Your objective
Copy every line of the items below verbatim, with no changes.

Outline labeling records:
○ ○ ○ ○ ○ ○ ○
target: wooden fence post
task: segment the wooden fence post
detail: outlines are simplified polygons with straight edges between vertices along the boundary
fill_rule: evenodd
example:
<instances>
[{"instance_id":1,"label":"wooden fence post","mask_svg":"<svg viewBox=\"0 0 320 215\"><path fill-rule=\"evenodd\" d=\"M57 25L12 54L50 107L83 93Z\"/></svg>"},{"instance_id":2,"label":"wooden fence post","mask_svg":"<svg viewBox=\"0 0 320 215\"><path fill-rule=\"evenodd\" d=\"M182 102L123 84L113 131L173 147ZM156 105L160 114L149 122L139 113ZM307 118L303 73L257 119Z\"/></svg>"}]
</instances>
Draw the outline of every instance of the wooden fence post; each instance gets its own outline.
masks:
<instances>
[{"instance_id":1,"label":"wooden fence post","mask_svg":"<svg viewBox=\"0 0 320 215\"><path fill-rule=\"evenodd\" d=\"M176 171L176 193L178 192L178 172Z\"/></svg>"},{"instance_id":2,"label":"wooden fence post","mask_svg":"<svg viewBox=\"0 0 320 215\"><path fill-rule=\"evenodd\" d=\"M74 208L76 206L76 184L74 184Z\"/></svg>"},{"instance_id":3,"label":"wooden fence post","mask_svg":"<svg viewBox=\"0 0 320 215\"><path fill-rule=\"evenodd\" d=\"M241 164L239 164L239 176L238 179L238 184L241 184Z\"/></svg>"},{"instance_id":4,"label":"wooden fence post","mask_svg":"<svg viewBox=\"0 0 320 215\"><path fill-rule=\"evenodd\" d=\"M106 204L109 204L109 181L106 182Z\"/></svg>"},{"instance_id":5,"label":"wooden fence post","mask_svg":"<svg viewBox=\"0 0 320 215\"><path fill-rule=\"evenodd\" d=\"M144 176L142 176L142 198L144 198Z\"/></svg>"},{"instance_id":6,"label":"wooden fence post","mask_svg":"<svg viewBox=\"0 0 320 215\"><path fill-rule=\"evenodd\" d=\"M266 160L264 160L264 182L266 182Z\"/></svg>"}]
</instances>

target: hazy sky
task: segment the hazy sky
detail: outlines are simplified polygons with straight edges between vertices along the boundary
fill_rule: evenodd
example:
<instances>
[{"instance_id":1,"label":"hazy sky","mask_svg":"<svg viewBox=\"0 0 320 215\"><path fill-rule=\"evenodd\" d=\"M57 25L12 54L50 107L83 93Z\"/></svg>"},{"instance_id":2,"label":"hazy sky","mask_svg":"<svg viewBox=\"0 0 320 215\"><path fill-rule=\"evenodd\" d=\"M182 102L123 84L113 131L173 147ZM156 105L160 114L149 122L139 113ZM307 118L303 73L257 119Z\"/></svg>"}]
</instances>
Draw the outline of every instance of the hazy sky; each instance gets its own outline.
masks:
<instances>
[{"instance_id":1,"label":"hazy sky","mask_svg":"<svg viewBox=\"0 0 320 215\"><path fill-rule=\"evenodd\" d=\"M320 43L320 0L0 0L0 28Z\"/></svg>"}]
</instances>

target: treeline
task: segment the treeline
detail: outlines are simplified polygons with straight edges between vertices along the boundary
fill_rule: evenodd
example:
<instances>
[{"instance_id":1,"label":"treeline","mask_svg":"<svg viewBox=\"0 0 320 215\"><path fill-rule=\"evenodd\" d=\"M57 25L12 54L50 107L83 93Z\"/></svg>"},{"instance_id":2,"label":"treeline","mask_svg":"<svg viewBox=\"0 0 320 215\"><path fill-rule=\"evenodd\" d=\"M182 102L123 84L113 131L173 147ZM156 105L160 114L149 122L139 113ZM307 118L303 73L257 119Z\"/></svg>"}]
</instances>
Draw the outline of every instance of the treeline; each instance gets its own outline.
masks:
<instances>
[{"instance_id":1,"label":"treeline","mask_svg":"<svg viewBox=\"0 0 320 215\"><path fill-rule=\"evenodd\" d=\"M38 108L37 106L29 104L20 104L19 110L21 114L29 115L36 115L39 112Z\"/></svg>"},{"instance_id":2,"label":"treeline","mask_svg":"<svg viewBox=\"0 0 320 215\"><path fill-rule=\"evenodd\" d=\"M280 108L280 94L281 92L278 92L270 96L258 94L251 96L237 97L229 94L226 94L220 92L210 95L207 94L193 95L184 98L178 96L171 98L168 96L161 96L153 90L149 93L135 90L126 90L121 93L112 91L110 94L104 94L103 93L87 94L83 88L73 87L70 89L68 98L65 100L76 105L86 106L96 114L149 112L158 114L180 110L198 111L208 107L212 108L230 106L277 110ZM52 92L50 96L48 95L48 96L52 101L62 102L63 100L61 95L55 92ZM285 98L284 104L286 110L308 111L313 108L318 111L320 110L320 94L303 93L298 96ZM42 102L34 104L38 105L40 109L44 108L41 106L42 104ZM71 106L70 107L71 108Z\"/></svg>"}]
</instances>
○ ○ ○ ○ ○ ○ ○
Expected output
target: wooden fence post
task: segment the wooden fence post
detail: outlines are simplified polygons with straight edges between vertices along the boundary
fill_rule: evenodd
example:
<instances>
[{"instance_id":1,"label":"wooden fence post","mask_svg":"<svg viewBox=\"0 0 320 215\"><path fill-rule=\"evenodd\" d=\"M57 25L12 54L50 107L83 93Z\"/></svg>"},{"instance_id":2,"label":"wooden fence post","mask_svg":"<svg viewBox=\"0 0 320 215\"><path fill-rule=\"evenodd\" d=\"M182 102L123 84L113 131L173 147ZM156 105L160 114L149 122L139 113ZM307 118L303 73L257 119Z\"/></svg>"}]
</instances>
Draw the outline of every instance of the wooden fence post; each instance gets its own outline.
masks:
<instances>
[{"instance_id":1,"label":"wooden fence post","mask_svg":"<svg viewBox=\"0 0 320 215\"><path fill-rule=\"evenodd\" d=\"M176 171L176 193L178 192L178 172Z\"/></svg>"},{"instance_id":2,"label":"wooden fence post","mask_svg":"<svg viewBox=\"0 0 320 215\"><path fill-rule=\"evenodd\" d=\"M74 208L76 206L76 184L74 184Z\"/></svg>"},{"instance_id":3,"label":"wooden fence post","mask_svg":"<svg viewBox=\"0 0 320 215\"><path fill-rule=\"evenodd\" d=\"M241 164L239 164L239 176L238 179L238 184L241 184Z\"/></svg>"},{"instance_id":4,"label":"wooden fence post","mask_svg":"<svg viewBox=\"0 0 320 215\"><path fill-rule=\"evenodd\" d=\"M106 204L109 204L109 181L106 182Z\"/></svg>"},{"instance_id":5,"label":"wooden fence post","mask_svg":"<svg viewBox=\"0 0 320 215\"><path fill-rule=\"evenodd\" d=\"M144 176L142 176L142 198L144 198Z\"/></svg>"},{"instance_id":6,"label":"wooden fence post","mask_svg":"<svg viewBox=\"0 0 320 215\"><path fill-rule=\"evenodd\" d=\"M266 160L264 160L264 182L266 182Z\"/></svg>"}]
</instances>

target: hazy sky
task: segment the hazy sky
detail: outlines are simplified polygons with straight edges between vertices along the boundary
fill_rule: evenodd
example:
<instances>
[{"instance_id":1,"label":"hazy sky","mask_svg":"<svg viewBox=\"0 0 320 215\"><path fill-rule=\"evenodd\" d=\"M57 25L12 54L50 107L83 93Z\"/></svg>"},{"instance_id":2,"label":"hazy sky","mask_svg":"<svg viewBox=\"0 0 320 215\"><path fill-rule=\"evenodd\" d=\"M182 102L123 84L113 131L173 147ZM156 105L160 114L149 122L139 113ZM307 118L303 73L257 119Z\"/></svg>"}]
</instances>
Draw the outline of every instance of the hazy sky; each instance gets its own outline.
masks:
<instances>
[{"instance_id":1,"label":"hazy sky","mask_svg":"<svg viewBox=\"0 0 320 215\"><path fill-rule=\"evenodd\" d=\"M320 43L320 0L0 0L0 28Z\"/></svg>"}]
</instances>

target: treeline
task: segment the treeline
detail: outlines are simplified polygons with straight edges between vertices along the boundary
fill_rule: evenodd
example:
<instances>
[{"instance_id":1,"label":"treeline","mask_svg":"<svg viewBox=\"0 0 320 215\"><path fill-rule=\"evenodd\" d=\"M57 25L12 54L50 107L83 93Z\"/></svg>"},{"instance_id":2,"label":"treeline","mask_svg":"<svg viewBox=\"0 0 320 215\"><path fill-rule=\"evenodd\" d=\"M182 102L123 84L113 131L173 147ZM156 105L160 114L149 122L139 113ZM307 118L303 73L257 119Z\"/></svg>"}]
</instances>
Draw the outline of every instance of the treeline; each instance gets its own outline.
masks:
<instances>
[{"instance_id":1,"label":"treeline","mask_svg":"<svg viewBox=\"0 0 320 215\"><path fill-rule=\"evenodd\" d=\"M38 108L37 106L29 104L20 104L19 110L21 114L29 115L36 115L39 112Z\"/></svg>"},{"instance_id":2,"label":"treeline","mask_svg":"<svg viewBox=\"0 0 320 215\"><path fill-rule=\"evenodd\" d=\"M280 108L280 94L281 92L278 92L270 96L258 94L251 96L237 97L229 94L226 94L220 92L210 95L207 94L193 95L184 98L178 96L171 98L168 96L161 96L153 90L149 93L135 90L126 90L121 93L112 91L110 94L104 94L103 93L87 94L83 88L73 87L70 89L68 98L65 100L76 105L86 106L96 114L149 112L158 114L180 110L198 111L208 107L212 108L230 106L277 110ZM52 92L50 96L48 95L48 96L52 101L62 102L63 100L61 95L55 92ZM285 98L284 104L286 110L308 111L313 108L318 111L320 110L320 94L303 93L298 96ZM42 102L34 104L38 105L40 109L44 108L41 106L42 104ZM71 106L70 107L71 108Z\"/></svg>"}]
</instances>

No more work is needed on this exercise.